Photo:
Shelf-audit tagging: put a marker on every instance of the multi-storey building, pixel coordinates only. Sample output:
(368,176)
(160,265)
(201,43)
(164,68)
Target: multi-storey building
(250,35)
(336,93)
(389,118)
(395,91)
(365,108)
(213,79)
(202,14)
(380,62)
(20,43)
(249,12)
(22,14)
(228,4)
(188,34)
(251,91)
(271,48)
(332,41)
::::
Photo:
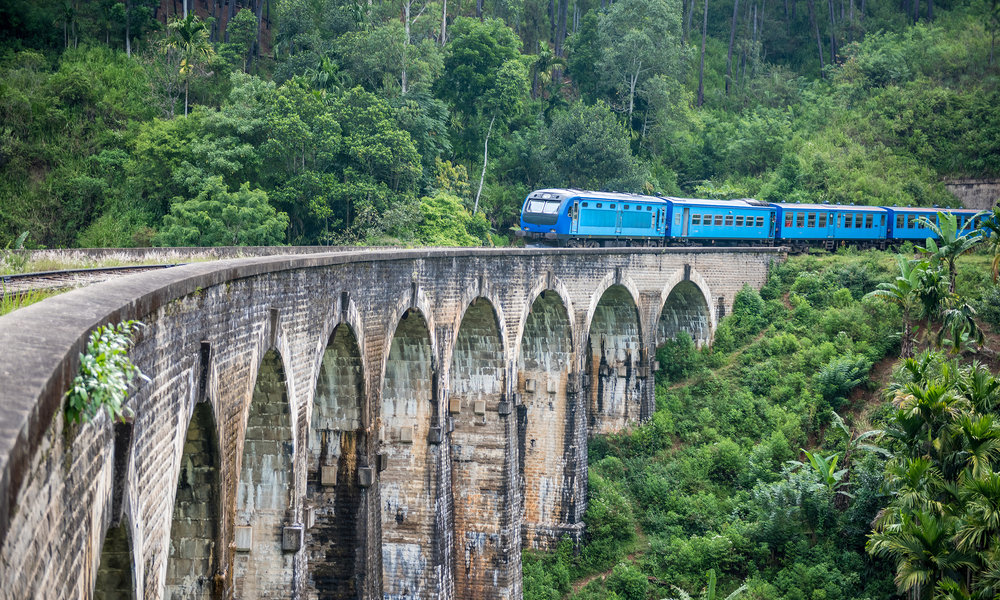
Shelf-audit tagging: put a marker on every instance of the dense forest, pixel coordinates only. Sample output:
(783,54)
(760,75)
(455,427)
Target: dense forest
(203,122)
::::
For each line of the listing that holds the word "every", show that line.

• _Answer to this task_
Shelf-audit tagging: put a marker on every instance of the multi-storey building, pixel coordinates only. Sample output:
Shelf-audit tagging: put a marker on every instance of the dense forest, pixel coordinates only. Sample output:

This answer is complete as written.